▶ [Exercise aim] Please rewrite each of the entries with "pin" replaced by "marker", leaving every other part unchanged.

▶ [Exercise input]
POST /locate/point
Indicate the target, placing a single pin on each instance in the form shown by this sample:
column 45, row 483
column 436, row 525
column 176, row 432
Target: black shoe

▶ [Final answer]
POST /locate/point
Indicate the target, placing a single marker on each instance in the form shown by this sample:
column 45, row 483
column 436, row 525
column 176, row 432
Target: black shoe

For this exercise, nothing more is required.